TASK REQUIREMENTS:
Each line in the entries below that contains the word "video" counts once. Report how many there are and nothing more.
SUPPLIED RECORDS section start
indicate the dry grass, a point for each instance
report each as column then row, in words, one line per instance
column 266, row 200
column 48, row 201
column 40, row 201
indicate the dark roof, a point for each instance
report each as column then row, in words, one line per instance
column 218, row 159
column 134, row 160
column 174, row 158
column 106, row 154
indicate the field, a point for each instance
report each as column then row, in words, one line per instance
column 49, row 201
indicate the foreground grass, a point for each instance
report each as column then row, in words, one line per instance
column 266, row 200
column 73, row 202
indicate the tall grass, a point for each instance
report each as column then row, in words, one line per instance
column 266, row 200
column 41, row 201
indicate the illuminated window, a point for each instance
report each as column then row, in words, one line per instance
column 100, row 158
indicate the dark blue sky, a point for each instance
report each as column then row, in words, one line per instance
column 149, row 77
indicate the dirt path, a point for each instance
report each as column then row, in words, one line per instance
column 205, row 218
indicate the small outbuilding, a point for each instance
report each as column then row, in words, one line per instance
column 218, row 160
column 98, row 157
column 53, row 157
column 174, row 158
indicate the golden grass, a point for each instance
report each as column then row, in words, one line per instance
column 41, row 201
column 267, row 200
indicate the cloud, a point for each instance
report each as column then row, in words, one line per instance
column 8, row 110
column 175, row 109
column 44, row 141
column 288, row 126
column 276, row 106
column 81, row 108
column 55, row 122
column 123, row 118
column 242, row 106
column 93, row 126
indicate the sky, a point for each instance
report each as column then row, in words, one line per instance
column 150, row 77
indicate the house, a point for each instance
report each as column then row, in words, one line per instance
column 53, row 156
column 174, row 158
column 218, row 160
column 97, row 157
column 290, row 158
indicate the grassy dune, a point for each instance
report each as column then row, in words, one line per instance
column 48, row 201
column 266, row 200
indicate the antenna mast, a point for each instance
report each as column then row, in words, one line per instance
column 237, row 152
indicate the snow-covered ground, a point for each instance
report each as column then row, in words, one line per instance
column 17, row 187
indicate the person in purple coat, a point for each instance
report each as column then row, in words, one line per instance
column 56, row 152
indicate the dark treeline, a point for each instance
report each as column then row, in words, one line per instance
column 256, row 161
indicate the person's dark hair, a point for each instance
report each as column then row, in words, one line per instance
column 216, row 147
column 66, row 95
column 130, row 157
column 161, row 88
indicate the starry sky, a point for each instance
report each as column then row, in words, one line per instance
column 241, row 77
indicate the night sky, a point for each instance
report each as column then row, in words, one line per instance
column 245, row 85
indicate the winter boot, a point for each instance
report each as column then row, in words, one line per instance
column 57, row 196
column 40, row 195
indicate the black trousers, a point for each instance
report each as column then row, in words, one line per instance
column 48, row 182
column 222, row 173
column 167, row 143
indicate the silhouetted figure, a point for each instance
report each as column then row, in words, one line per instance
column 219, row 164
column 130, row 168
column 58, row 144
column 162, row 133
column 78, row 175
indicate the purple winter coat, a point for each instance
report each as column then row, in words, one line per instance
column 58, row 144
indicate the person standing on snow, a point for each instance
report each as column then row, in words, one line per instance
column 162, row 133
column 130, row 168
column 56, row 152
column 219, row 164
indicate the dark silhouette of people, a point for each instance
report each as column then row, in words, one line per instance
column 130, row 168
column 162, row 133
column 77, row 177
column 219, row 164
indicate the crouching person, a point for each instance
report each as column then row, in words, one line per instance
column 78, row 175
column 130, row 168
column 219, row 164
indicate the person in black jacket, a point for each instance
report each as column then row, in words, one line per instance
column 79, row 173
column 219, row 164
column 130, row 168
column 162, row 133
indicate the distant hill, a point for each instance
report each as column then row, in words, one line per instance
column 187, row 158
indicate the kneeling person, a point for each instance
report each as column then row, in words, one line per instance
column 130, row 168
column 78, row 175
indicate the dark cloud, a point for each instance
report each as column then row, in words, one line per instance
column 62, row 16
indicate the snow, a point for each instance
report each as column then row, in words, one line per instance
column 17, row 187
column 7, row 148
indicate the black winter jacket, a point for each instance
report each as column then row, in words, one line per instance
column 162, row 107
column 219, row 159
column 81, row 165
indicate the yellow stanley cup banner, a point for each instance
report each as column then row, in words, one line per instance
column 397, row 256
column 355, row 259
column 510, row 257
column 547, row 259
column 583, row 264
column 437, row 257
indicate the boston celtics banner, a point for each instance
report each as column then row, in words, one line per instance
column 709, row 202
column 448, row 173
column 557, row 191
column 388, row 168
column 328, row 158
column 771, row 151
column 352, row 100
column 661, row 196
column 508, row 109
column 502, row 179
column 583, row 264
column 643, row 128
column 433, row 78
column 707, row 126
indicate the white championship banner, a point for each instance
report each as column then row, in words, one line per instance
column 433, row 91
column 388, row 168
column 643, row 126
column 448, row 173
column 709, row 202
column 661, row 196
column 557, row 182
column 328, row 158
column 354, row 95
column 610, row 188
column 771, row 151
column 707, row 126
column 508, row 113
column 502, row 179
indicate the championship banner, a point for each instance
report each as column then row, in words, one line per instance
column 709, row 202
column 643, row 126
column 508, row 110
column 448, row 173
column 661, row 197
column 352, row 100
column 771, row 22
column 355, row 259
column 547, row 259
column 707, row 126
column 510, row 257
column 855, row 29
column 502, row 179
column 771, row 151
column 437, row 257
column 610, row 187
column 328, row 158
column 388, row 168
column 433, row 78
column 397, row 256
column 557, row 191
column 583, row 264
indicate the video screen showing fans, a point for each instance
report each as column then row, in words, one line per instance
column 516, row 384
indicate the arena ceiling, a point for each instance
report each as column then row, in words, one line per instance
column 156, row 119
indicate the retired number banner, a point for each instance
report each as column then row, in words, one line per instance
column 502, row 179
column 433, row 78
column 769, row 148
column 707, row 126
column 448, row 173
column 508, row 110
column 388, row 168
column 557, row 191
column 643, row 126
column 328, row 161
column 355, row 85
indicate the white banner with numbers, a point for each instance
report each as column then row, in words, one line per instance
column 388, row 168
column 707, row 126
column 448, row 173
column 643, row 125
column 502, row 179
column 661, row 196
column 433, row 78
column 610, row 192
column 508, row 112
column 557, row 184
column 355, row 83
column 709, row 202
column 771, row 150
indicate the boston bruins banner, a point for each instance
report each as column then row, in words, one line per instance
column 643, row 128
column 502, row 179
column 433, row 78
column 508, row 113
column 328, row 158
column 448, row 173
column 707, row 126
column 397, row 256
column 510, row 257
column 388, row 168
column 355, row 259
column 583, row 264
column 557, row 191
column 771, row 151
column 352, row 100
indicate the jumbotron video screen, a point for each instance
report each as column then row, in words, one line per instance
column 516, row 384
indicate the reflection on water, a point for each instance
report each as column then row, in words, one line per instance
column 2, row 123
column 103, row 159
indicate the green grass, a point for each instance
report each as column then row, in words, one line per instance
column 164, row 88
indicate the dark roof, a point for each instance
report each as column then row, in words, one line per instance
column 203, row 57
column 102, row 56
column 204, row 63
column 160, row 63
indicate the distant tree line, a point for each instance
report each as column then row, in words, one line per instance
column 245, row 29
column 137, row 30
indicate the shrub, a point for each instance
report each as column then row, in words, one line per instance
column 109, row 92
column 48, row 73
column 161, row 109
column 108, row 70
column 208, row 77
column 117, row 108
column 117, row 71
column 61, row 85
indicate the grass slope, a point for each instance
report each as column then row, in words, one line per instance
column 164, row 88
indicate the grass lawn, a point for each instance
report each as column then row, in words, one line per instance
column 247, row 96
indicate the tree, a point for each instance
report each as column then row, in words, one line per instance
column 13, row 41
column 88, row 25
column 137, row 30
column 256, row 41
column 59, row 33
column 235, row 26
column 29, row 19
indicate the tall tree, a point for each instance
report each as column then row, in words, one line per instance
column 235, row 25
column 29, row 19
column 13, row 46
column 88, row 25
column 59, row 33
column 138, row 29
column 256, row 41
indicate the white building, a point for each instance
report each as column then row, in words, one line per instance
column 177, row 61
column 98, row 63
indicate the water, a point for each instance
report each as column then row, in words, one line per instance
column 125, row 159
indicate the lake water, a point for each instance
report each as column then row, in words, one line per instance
SUPPLIED RECORDS section end
ANSWER TO THIS TASK:
2